> **Task requirements**:
Please output the whole listing below exactly as it is.

╭─ Entries supplied

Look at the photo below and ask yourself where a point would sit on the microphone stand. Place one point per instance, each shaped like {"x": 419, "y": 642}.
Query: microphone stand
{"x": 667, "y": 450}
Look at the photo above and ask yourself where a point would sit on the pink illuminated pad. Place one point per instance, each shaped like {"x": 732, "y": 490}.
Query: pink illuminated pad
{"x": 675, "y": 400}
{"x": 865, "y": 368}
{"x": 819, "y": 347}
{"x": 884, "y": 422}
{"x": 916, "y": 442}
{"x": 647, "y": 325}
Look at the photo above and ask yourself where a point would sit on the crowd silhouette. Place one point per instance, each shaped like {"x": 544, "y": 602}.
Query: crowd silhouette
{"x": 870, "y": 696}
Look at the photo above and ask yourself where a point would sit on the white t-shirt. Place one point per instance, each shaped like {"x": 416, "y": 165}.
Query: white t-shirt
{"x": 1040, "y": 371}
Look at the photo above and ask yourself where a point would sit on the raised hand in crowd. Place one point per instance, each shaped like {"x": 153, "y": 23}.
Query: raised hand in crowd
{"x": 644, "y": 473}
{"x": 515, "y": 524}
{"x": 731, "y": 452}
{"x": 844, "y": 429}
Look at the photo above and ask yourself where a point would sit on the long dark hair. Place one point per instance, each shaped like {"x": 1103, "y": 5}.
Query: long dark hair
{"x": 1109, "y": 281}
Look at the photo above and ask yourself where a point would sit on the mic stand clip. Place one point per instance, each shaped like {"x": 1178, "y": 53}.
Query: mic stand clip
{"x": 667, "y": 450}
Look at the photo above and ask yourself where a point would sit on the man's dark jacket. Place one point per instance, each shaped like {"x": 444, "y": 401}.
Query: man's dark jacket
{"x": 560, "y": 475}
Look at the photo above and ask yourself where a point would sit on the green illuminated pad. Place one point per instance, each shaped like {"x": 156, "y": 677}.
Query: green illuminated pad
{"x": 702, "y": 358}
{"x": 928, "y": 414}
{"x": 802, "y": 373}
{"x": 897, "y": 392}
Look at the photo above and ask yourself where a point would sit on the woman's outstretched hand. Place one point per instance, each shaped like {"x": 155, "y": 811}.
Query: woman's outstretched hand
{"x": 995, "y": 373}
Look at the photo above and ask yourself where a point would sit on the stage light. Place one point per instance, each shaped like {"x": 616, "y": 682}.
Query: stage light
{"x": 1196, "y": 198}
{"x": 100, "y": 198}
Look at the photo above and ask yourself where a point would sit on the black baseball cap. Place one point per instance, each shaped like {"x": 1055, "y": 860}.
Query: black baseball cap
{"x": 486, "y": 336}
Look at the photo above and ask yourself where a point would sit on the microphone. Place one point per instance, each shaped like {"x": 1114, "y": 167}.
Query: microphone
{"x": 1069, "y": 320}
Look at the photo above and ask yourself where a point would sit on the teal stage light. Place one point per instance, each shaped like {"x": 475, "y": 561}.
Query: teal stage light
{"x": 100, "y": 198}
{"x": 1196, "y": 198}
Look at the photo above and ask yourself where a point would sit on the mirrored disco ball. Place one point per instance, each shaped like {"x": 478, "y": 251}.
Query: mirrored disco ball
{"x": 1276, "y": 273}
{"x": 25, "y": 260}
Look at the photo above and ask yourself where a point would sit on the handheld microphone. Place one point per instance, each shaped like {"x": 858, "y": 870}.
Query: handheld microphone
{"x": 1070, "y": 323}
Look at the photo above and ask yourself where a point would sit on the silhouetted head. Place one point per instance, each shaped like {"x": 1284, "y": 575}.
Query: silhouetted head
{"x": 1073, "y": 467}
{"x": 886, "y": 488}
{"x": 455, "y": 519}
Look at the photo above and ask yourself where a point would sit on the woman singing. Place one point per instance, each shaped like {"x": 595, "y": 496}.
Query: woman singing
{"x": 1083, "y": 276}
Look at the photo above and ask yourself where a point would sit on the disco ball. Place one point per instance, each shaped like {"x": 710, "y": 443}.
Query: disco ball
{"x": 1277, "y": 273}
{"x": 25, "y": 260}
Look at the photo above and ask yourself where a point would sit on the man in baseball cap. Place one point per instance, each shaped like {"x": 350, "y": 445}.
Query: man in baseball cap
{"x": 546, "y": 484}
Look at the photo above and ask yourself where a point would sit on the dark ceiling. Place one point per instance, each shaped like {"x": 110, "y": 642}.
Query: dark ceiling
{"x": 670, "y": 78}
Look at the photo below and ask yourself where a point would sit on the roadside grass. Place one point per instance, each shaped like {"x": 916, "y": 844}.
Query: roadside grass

╰─

> **Solved problem**:
Look at the photo below and ask yourself where a point would sit on the microphone stand. Place one point per instance, each shaped like {"x": 419, "y": 642}.
Query: microphone stand
{"x": 667, "y": 450}
Look at the photo above and ask yourself where a point would sit on the pink illuminated pad. Place one point per instance, each shaped like {"x": 732, "y": 490}.
Query: pink illuminated pad
{"x": 675, "y": 400}
{"x": 865, "y": 368}
{"x": 819, "y": 347}
{"x": 884, "y": 422}
{"x": 916, "y": 442}
{"x": 647, "y": 325}
Look at the photo above and ask yourself where a point would sit on the crowd silhouette. Place one point per instance, each shaped like {"x": 544, "y": 602}.
Query: crowd silhouette
{"x": 870, "y": 696}
Look at the photo above and ask yourself where a point would sit on the white t-shirt. Place one point per instance, each shaped like {"x": 416, "y": 165}.
Query: white t-shirt
{"x": 1040, "y": 371}
Look at the photo above and ask yourself where a point would sit on the raised hand in crowd. Place one point per instance, each shaped like {"x": 153, "y": 23}.
Query: raised hand in crowd
{"x": 644, "y": 473}
{"x": 515, "y": 524}
{"x": 731, "y": 452}
{"x": 844, "y": 429}
Look at the photo above and ask yourself where a point would sit on the long dark hair. Place one point per instance, each shaped like {"x": 1103, "y": 5}.
Query: long dark hair
{"x": 1109, "y": 281}
Look at the photo above and ask yourself where a point would sit on the mic stand clip. Place one point per instance, each shaped like {"x": 1178, "y": 53}.
Query: mic stand clip
{"x": 667, "y": 450}
Look at the photo above and ask yourself where a point would sit on the man's dark jacket. Place one point per instance, each shaped like {"x": 444, "y": 401}.
Query: man's dark jacket
{"x": 560, "y": 475}
Look at the photo above and ask yourself where a point would sit on the green illuminated pad. Place one point per instance, each shaped like {"x": 156, "y": 677}.
Query: green illuminated pad
{"x": 702, "y": 358}
{"x": 928, "y": 414}
{"x": 802, "y": 373}
{"x": 897, "y": 392}
Look at the photo above and ask yourself where a point would sit on the woman's outstretched hand. Place one point per instance, each shaped like {"x": 155, "y": 811}.
Query: woman's outstretched hand
{"x": 995, "y": 373}
Look at the photo above and ask yourself where a point would sit on the stage light. Place one point per instance, each shaped like {"x": 616, "y": 682}.
Query: stage light
{"x": 1196, "y": 198}
{"x": 100, "y": 198}
Look at the photo above and ask yourself where a point would sit on the black baseball cap. Place one point per instance, each shaped like {"x": 1055, "y": 860}.
Query: black baseball cap
{"x": 486, "y": 336}
Look at the photo above and ask yourself where a point would sit on the microphone. Place one point per instance, each shaped like {"x": 1114, "y": 167}.
Query: microphone
{"x": 1069, "y": 320}
Look at the photo above and ask yourself where a point would sit on the teal stage light. Place one point per instance, each shaped like {"x": 475, "y": 561}.
Query: teal stage light
{"x": 100, "y": 198}
{"x": 1196, "y": 198}
Look at the photo above and ask yourself where a point would sit on the mirrored disco ball. Place one point per instance, each shaped like {"x": 478, "y": 251}.
Query: mirrored disco ball
{"x": 1276, "y": 273}
{"x": 25, "y": 260}
Look at the photo above and ask yourself where a point would sit on the handheld microphone. Place one point per instance, each shaped like {"x": 858, "y": 870}.
Query: handheld microphone
{"x": 1070, "y": 323}
Look at the photo above and ask yourself where a point would sit on the silhouetted head. Place one point per instance, each shaped like {"x": 1284, "y": 575}.
Query: silhouetted head
{"x": 1073, "y": 467}
{"x": 886, "y": 488}
{"x": 455, "y": 519}
Look at the photo above and ask yourself where a point would sit on the woman singing. Place one point per instance, each shaped like {"x": 595, "y": 496}.
Query: woman singing
{"x": 1083, "y": 276}
Look at the photo above and ask yourself where a point would sit on the disco ball. Place one point per instance, each shaped like {"x": 710, "y": 443}.
Query: disco ball
{"x": 1277, "y": 273}
{"x": 25, "y": 260}
Look at the photo above and ask yourself where a point would sit on the man in baseball cap. Place one point per instance, each shaped like {"x": 350, "y": 445}.
Query: man in baseball cap
{"x": 546, "y": 484}
Look at the photo above and ask yourself where a point would sit on the dark ceiling. Place one point per instance, each shaped like {"x": 110, "y": 642}.
Query: dark ceiling
{"x": 670, "y": 78}
Look at the photo below and ask yourself where a point would sit on the roadside grass. Place one point per instance, each shaped like {"x": 916, "y": 844}.
Query: roadside grass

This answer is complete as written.